-------- Given records

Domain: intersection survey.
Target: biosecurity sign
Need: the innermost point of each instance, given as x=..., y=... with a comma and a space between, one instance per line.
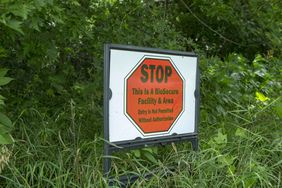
x=149, y=93
x=154, y=95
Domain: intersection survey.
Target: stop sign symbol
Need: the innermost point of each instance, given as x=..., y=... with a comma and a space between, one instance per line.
x=154, y=95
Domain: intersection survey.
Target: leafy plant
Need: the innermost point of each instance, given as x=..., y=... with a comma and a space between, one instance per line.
x=5, y=123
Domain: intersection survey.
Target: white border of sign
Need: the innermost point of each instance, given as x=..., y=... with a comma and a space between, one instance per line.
x=114, y=144
x=119, y=61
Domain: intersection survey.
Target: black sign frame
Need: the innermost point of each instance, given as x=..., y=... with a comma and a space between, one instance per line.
x=110, y=147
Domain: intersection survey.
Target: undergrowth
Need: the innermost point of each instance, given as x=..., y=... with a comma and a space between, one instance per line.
x=240, y=136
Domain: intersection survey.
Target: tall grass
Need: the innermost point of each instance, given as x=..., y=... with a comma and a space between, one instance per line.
x=243, y=150
x=240, y=138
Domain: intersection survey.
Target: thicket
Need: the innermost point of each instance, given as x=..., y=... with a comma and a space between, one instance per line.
x=53, y=50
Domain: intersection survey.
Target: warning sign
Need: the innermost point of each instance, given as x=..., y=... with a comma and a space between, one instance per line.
x=150, y=95
x=154, y=92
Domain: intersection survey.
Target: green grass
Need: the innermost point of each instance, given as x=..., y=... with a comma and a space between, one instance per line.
x=244, y=149
x=60, y=144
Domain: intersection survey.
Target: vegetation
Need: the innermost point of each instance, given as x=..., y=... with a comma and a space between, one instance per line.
x=53, y=52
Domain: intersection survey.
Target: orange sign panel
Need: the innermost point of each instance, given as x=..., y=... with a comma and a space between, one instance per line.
x=154, y=95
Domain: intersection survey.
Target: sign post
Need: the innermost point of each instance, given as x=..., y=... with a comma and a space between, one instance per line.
x=151, y=97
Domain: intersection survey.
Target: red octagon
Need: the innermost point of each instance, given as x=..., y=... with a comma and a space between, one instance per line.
x=154, y=95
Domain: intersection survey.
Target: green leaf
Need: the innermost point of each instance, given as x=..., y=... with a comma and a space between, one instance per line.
x=150, y=157
x=261, y=97
x=240, y=132
x=15, y=25
x=5, y=80
x=3, y=72
x=21, y=11
x=5, y=120
x=136, y=153
x=6, y=139
x=278, y=109
x=4, y=129
x=220, y=138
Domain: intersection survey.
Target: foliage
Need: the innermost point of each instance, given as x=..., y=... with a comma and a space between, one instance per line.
x=223, y=27
x=5, y=123
x=54, y=51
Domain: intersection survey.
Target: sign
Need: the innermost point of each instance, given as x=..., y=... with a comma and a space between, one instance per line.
x=154, y=92
x=150, y=95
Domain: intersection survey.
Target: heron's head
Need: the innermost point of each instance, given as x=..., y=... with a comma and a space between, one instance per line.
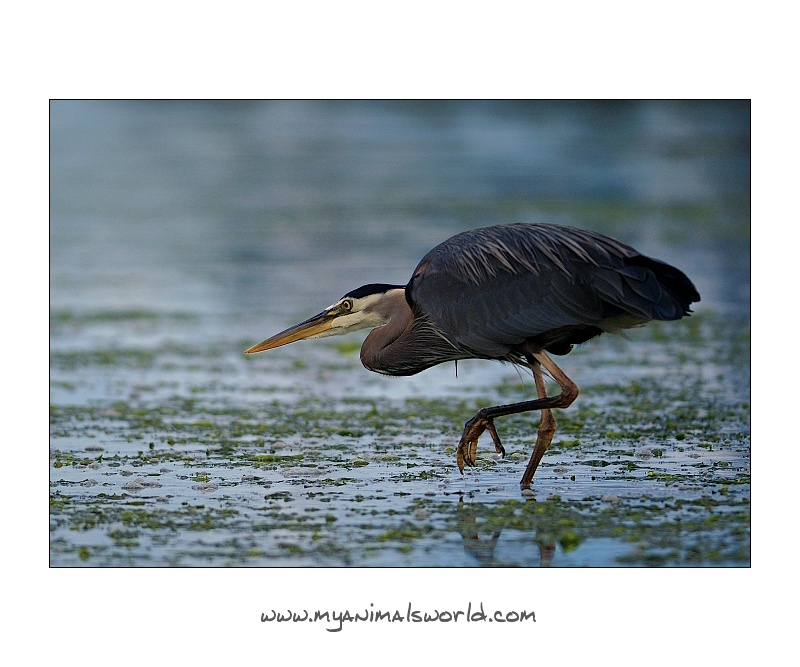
x=366, y=307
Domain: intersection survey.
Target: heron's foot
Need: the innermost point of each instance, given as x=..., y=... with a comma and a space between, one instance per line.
x=468, y=445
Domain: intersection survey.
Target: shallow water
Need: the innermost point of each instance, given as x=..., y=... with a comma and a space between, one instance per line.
x=183, y=233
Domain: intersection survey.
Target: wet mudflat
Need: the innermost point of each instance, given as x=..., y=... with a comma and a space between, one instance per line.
x=162, y=455
x=182, y=234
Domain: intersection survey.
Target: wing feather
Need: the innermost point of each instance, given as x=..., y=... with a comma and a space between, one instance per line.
x=490, y=290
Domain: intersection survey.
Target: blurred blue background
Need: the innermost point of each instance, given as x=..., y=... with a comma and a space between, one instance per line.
x=275, y=209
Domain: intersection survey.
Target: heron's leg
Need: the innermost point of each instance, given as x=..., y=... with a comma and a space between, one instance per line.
x=484, y=419
x=547, y=427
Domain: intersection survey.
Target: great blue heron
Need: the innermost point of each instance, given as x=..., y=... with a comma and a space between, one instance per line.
x=511, y=293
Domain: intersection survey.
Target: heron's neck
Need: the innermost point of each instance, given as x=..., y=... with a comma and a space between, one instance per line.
x=376, y=350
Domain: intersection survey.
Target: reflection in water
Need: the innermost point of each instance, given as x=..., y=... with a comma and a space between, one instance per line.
x=491, y=526
x=179, y=229
x=234, y=207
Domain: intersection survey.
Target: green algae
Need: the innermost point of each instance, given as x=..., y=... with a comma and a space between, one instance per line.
x=653, y=457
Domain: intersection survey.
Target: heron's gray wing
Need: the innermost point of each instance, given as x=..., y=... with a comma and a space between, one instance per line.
x=491, y=289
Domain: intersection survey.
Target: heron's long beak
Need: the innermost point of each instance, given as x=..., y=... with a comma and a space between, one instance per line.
x=311, y=327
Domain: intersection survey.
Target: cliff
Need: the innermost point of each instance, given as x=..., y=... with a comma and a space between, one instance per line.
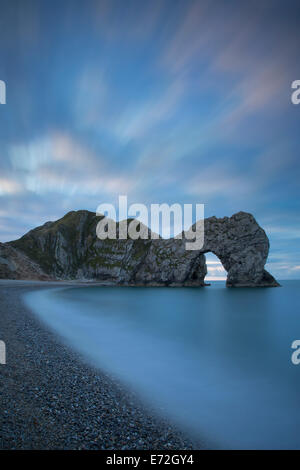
x=69, y=249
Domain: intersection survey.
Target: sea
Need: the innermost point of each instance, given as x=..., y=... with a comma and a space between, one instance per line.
x=216, y=361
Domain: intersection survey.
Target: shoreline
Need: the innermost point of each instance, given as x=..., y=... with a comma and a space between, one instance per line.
x=51, y=398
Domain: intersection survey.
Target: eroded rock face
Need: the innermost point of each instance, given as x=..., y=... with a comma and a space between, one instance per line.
x=242, y=247
x=70, y=249
x=16, y=265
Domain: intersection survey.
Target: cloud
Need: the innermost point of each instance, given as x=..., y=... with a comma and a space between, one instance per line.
x=9, y=186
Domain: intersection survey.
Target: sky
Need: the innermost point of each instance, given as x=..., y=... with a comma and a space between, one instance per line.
x=165, y=101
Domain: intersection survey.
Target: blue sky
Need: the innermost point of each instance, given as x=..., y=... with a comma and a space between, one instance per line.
x=165, y=101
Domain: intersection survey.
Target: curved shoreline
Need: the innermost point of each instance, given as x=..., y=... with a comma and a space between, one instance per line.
x=52, y=399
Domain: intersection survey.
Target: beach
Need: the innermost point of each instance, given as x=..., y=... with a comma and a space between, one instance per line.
x=51, y=398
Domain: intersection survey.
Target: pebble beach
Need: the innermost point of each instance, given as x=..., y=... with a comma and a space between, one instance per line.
x=51, y=398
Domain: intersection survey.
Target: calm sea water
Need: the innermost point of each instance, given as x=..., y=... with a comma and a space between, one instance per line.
x=217, y=360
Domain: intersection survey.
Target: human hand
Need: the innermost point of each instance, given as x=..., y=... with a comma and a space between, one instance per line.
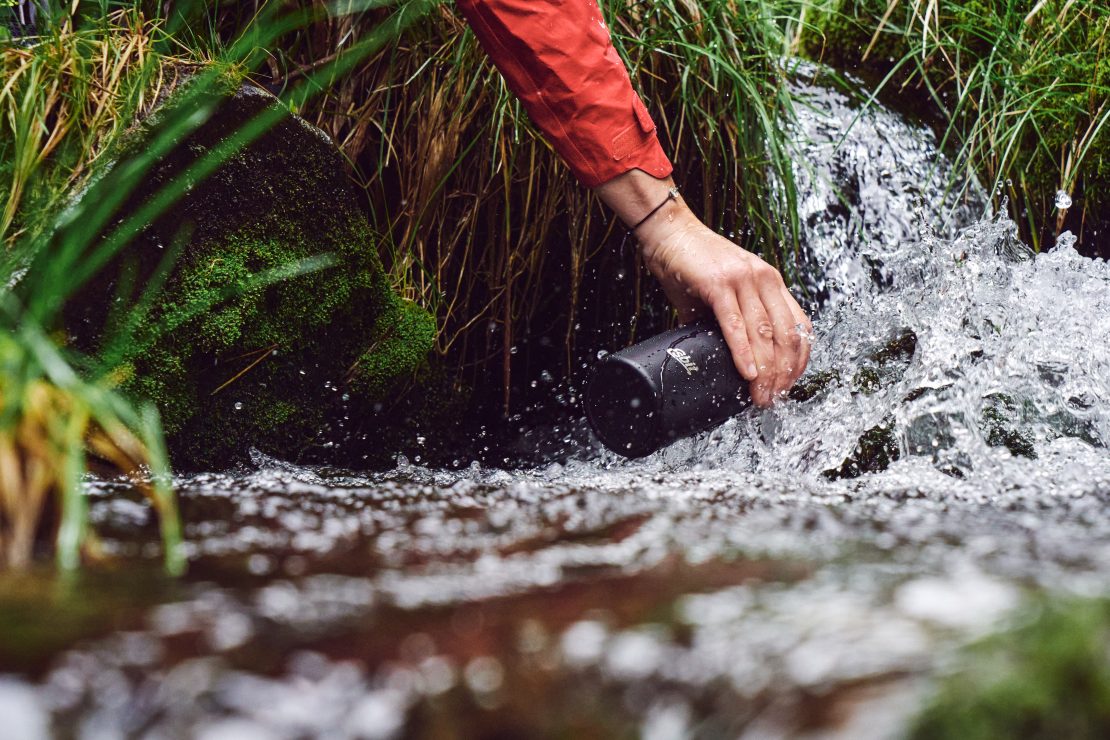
x=703, y=272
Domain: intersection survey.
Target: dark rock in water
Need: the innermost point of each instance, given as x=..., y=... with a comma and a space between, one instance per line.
x=283, y=367
x=876, y=450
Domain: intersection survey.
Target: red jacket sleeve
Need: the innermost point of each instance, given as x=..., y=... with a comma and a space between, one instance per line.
x=557, y=58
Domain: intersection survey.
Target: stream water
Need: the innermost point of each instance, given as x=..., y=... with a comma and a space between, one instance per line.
x=723, y=587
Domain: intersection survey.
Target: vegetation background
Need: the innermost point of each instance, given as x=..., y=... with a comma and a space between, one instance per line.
x=470, y=211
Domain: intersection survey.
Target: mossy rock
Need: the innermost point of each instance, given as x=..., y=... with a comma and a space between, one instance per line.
x=283, y=366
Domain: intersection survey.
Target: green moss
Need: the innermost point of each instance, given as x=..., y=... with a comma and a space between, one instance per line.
x=1048, y=678
x=402, y=341
x=282, y=366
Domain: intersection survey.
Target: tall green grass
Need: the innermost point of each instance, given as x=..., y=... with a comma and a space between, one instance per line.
x=70, y=93
x=485, y=226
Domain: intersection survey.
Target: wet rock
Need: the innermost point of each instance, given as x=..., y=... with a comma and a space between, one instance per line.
x=284, y=367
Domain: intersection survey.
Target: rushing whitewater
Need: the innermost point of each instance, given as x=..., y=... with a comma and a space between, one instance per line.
x=718, y=587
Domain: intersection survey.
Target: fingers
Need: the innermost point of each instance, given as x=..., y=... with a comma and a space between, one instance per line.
x=735, y=330
x=760, y=322
x=760, y=335
x=804, y=327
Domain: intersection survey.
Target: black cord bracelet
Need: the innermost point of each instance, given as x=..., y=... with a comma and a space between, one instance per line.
x=672, y=195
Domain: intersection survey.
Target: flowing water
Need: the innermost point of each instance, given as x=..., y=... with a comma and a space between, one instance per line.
x=747, y=583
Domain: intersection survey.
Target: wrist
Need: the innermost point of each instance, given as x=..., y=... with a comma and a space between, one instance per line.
x=636, y=195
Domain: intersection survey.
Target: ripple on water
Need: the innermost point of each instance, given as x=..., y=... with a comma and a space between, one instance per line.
x=719, y=586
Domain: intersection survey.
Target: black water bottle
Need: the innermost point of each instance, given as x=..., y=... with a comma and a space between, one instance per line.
x=672, y=385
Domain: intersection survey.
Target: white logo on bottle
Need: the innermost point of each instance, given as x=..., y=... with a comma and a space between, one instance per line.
x=684, y=360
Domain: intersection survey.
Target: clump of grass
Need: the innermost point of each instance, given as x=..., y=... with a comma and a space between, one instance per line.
x=66, y=94
x=1022, y=93
x=61, y=413
x=484, y=225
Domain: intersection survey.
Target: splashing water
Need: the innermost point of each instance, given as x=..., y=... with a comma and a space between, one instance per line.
x=745, y=581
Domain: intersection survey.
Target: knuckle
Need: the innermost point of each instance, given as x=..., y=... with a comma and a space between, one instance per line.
x=764, y=272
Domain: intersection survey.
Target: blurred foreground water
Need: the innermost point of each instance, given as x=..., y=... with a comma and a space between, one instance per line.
x=728, y=586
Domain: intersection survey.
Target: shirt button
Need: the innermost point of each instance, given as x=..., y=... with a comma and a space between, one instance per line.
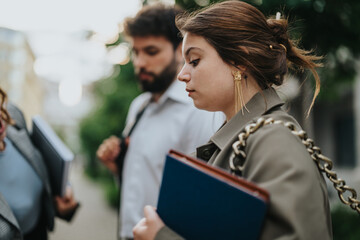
x=207, y=153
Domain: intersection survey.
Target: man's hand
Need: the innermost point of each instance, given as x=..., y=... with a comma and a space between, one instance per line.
x=67, y=204
x=148, y=227
x=108, y=151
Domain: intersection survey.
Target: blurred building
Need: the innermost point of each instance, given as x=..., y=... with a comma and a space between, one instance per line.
x=17, y=76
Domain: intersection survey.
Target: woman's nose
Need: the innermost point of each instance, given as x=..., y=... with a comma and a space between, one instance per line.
x=183, y=75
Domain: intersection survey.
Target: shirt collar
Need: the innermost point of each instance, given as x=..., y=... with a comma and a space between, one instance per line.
x=176, y=92
x=258, y=105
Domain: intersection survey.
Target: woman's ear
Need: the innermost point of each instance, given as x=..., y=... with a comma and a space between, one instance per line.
x=178, y=53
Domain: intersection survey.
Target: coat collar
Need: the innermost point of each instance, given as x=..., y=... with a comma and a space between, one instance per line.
x=258, y=105
x=6, y=213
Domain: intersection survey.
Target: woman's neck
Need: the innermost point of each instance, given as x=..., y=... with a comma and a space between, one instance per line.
x=249, y=89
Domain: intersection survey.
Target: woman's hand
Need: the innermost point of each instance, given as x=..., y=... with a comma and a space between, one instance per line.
x=147, y=228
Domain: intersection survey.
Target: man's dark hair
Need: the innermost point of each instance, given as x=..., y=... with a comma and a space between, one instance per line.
x=155, y=20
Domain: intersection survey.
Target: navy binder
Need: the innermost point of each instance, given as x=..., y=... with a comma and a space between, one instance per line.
x=56, y=154
x=199, y=201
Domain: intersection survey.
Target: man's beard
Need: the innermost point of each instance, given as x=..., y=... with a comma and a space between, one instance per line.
x=160, y=82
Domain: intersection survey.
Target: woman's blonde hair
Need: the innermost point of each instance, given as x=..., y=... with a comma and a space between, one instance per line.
x=242, y=35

----------------

Render the records from the first line through the line containing "x=119, y=61", both included, as a two-column CSV headed label_text and marked_points, with one row per record holding its text and its answer, each in a quoted field with line breaks replaced by spaces. Leave the pictures out.

label_text,marked_points
"Domain: intersection survey. Target: biosecurity sign Need: the innermost point of each instance, given as x=..., y=... with a comma and a space between, one instance per line.","x=149, y=93 x=154, y=95"
"Domain: intersection survey. Target: stop sign symbol Need: the innermost point of each instance, given as x=..., y=... with a comma and a space between, one instance per line.","x=154, y=95"
"Domain: intersection survey. Target: leafy plant Need: the innermost point of each instance, given as x=..., y=... with a comma and a space between, one instance per line.","x=5, y=123"
"Domain: intersection survey. Target: white border of sign Need: the innermost point of each instance, given as x=..., y=... with a comma and a space between, one instance per line.","x=114, y=144 x=119, y=61"